**Set exercise**
Print every line of the data below verbatim, changing nothing.

(Data excerpted from a collection)
▶

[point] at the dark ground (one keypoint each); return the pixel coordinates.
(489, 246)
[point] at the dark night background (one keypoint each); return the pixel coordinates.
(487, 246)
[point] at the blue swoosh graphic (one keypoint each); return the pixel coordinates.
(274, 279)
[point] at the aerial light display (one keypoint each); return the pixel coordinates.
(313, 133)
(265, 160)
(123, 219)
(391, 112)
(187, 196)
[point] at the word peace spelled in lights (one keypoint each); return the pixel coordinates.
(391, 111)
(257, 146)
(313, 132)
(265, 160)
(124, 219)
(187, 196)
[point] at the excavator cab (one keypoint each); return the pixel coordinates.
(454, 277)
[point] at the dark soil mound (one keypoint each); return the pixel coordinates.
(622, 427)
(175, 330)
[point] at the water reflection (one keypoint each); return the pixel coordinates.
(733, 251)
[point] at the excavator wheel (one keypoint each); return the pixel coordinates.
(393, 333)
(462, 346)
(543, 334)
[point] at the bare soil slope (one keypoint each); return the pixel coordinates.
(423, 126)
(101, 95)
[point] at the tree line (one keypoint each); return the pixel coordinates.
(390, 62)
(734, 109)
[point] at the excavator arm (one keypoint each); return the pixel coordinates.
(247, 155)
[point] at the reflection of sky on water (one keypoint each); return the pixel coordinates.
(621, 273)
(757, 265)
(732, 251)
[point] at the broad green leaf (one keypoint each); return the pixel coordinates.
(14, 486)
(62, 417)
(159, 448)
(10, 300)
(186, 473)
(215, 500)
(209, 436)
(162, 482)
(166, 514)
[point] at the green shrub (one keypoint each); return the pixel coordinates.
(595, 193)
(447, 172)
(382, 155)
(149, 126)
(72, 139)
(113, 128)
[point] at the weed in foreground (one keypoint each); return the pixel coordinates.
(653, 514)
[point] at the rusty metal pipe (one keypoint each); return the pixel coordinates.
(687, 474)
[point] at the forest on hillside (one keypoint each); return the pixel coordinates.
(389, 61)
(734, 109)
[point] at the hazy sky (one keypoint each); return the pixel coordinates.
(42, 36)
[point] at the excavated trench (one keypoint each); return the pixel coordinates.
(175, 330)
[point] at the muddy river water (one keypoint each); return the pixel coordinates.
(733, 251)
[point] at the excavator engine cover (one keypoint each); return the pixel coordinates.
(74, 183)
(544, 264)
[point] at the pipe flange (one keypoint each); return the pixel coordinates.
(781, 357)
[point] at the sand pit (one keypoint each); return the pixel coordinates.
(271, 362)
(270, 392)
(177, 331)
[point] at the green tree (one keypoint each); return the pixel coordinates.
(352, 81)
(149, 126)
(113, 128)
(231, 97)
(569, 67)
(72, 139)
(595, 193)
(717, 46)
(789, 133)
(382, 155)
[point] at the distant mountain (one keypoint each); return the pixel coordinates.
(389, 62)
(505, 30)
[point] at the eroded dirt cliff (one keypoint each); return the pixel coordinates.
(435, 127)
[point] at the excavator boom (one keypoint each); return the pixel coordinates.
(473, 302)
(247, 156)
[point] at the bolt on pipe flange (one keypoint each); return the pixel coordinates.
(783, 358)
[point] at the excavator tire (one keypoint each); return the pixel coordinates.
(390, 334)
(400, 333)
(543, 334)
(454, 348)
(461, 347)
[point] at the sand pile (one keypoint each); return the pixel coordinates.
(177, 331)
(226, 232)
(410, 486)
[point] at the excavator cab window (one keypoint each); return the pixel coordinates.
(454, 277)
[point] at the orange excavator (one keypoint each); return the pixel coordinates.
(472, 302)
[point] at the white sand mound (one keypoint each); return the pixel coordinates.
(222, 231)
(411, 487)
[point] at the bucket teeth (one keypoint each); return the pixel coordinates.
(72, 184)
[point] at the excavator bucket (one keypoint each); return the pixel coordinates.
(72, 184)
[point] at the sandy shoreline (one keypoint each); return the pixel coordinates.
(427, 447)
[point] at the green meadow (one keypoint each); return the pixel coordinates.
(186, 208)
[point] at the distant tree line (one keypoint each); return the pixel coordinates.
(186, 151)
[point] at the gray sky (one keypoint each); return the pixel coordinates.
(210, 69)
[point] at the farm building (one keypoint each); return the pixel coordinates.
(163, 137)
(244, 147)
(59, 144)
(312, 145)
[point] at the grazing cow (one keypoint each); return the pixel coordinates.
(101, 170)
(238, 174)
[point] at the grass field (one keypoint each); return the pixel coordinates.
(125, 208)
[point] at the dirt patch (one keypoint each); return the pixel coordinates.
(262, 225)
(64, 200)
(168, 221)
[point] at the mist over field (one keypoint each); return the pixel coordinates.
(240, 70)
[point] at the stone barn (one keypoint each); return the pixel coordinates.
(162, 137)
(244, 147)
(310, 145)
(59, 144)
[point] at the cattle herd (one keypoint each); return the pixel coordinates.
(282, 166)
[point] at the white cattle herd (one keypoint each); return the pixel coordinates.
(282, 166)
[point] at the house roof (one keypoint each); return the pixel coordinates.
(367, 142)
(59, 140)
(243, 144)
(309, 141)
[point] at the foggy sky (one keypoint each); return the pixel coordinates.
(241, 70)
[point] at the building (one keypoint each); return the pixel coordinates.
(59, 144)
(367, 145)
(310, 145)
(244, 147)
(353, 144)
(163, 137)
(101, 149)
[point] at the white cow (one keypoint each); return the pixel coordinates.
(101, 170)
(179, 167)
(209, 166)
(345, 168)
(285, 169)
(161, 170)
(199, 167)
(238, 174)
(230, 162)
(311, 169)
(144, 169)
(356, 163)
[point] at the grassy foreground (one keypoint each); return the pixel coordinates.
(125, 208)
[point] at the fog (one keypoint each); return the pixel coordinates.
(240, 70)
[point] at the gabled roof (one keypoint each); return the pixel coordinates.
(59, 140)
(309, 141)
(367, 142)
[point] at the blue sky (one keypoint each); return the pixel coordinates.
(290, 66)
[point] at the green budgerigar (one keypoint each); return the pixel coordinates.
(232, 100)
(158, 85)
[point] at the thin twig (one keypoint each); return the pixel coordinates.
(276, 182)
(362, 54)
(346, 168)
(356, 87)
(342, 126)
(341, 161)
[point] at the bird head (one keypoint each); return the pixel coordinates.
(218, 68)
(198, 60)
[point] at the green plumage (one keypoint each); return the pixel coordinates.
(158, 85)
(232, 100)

◀

**Task response**
[point] at the dark ground (one keypoint each); return the pixel coordinates.
(489, 246)
[point] at the dark night background (one keypoint each); return the pixel coordinates.
(487, 246)
[point] at the blue swoosh graphic (one keypoint each); return the pixel coordinates.
(274, 279)
[point] at the aerial light display (one keypoint each); return the pixel coordinates.
(313, 133)
(265, 160)
(123, 219)
(391, 112)
(187, 196)
[point] at the word peace spelled in lights (one keypoint each); return the pixel coordinates.
(391, 111)
(257, 146)
(313, 132)
(265, 160)
(124, 219)
(187, 196)
[point] at the excavator cab (one keypoint each); return the pixel coordinates.
(454, 277)
[point] at the dark soil mound (one keypoint each); return the pixel coordinates.
(622, 427)
(175, 330)
[point] at the water reflection (one keypoint each); return the pixel coordinates.
(733, 251)
[point] at the excavator wheel (one keypoint each); return the pixel coordinates.
(393, 333)
(462, 346)
(543, 334)
[point] at the bare soil slope (one keypoint each); return the pixel coordinates.
(423, 126)
(101, 95)
[point] at the tree line (one keypoint each); return the pixel coordinates.
(390, 62)
(734, 109)
[point] at the excavator arm (one keypoint each); return the pixel coordinates.
(247, 155)
[point] at the reflection of sky on water (one keypoint each); return the pixel coordinates.
(621, 273)
(757, 265)
(732, 251)
[point] at the broad green leaf (one keypoint each); return the pixel coordinates.
(14, 486)
(62, 417)
(159, 448)
(10, 300)
(186, 473)
(215, 500)
(209, 436)
(162, 482)
(166, 514)
[point] at the green shrub (one keypoint each); return the pixel coordinates.
(595, 193)
(447, 172)
(382, 155)
(149, 126)
(72, 139)
(113, 128)
[point] at the weed in foreground (one keypoint each); return the pixel coordinates.
(653, 514)
[point] at the rusty metal pipe (one keypoint each); return the pixel coordinates.
(687, 474)
[point] at the forest on hillside (one keypoint each); return the pixel coordinates.
(389, 61)
(734, 109)
[point] at the hazy sky (one keypoint each); return the pixel coordinates.
(42, 36)
[point] at the excavated trench (one keypoint each); return the pixel coordinates.
(175, 330)
[point] at the muddy river water (one keypoint each); return the pixel coordinates.
(733, 251)
[point] at the excavator engine cover (one keypoint each); return the pixel coordinates.
(74, 183)
(544, 264)
[point] at the pipe flange (one keypoint each); return the pixel coordinates.
(781, 357)
[point] at the sand pit (one keypoint each); return the pixel coordinates.
(271, 362)
(270, 392)
(177, 331)
[point] at the green tree (one keypoint each); return the pixel coordinates.
(352, 81)
(149, 126)
(113, 128)
(231, 97)
(569, 67)
(72, 139)
(595, 193)
(717, 46)
(789, 133)
(382, 155)
[point] at the distant mountain (one keypoint each); return the pixel coordinates.
(389, 62)
(505, 30)
[point] at the eroded dirt cliff (one keypoint each); return the pixel coordinates.
(435, 127)
[point] at the excavator boom (one keypoint each); return the pixel coordinates.
(473, 302)
(247, 156)
[point] at the bolt on pipe flange (one keypoint each); return the pixel coordinates.
(783, 358)
[point] at the excavator tire (one keypoint each); return the pixel coordinates.
(390, 334)
(400, 333)
(543, 334)
(454, 348)
(461, 347)
[point] at the sand pile (one keypoint each); return the pixel coordinates.
(177, 331)
(226, 232)
(410, 486)
[point] at the excavator cab window (one keypoint each); return the pixel coordinates.
(454, 277)
[point] at the orange excavator (one keypoint each); return the pixel coordinates.
(472, 302)
[point] at the white sand mound (one keypoint each); return the pixel coordinates.
(222, 231)
(411, 487)
[point] at the bucket teeth (one keypoint each); return the pixel coordinates.
(72, 184)
[point] at the excavator bucket (one keypoint each); return the pixel coordinates.
(72, 184)
[point] at the sandy shoreline (one keypoint each); return the pixel coordinates.
(427, 447)
[point] at the green meadow (one keypoint each); return the pixel coordinates.
(186, 208)
[point] at the distant tree line (one keypoint each); return the pixel coordinates.
(186, 151)
[point] at the gray sky (one keypoint each); return the pixel coordinates.
(210, 69)
[point] at the farm building (one keypoint each); return the pixel coordinates.
(163, 137)
(244, 147)
(59, 144)
(312, 145)
[point] at the grazing cow (one keypoint each); return the pixel coordinates.
(101, 170)
(238, 174)
[point] at the grass field (one keypoint each); return the pixel coordinates.
(125, 208)
[point] at the dirt patch (one keypoint each); return the pixel coordinates.
(262, 225)
(64, 200)
(168, 221)
[point] at the mist over field (one keypoint each); return the pixel coordinates.
(240, 70)
[point] at the stone barn (one keypoint each); return the pixel coordinates.
(162, 137)
(244, 147)
(310, 145)
(59, 144)
[point] at the cattle herd (one keypoint each); return the pixel coordinates.
(282, 166)
[point] at the white cattle herd (one keypoint each); return the pixel coordinates.
(282, 166)
[point] at the house roof (one keypoint each); return the pixel coordinates.
(367, 142)
(59, 140)
(243, 144)
(309, 141)
[point] at the foggy sky (one keypoint each); return the pixel coordinates.
(241, 70)
[point] at the building (one keypoint each); return the pixel coordinates.
(59, 144)
(367, 145)
(310, 145)
(244, 147)
(353, 144)
(163, 137)
(101, 149)
[point] at the white cow (one keypoint each); return the pixel coordinates.
(101, 170)
(179, 167)
(209, 166)
(345, 168)
(285, 169)
(161, 170)
(199, 167)
(238, 174)
(230, 162)
(311, 169)
(144, 169)
(356, 163)
[point] at the grassy foreground (one keypoint each); return the pixel coordinates.
(125, 208)
[point] at the fog (one keypoint each); return the pixel coordinates.
(240, 70)
[point] at the gabled roof (one keypoint each); return the pixel coordinates.
(59, 140)
(309, 141)
(367, 142)
[point] at the blue sky (one keypoint each); return the pixel coordinates.
(290, 66)
[point] at the green budgerigar (one keypoint each); return the pixel coordinates.
(232, 100)
(158, 85)
[point] at the thin twig (one keypoint each); return the pixel coordinates.
(276, 182)
(362, 54)
(346, 168)
(356, 87)
(342, 126)
(341, 161)
[point] at the bird head (one keypoint each); return the pixel coordinates.
(218, 68)
(198, 60)
[point] at the green plumage (one keypoint each); return the pixel coordinates.
(158, 85)
(232, 100)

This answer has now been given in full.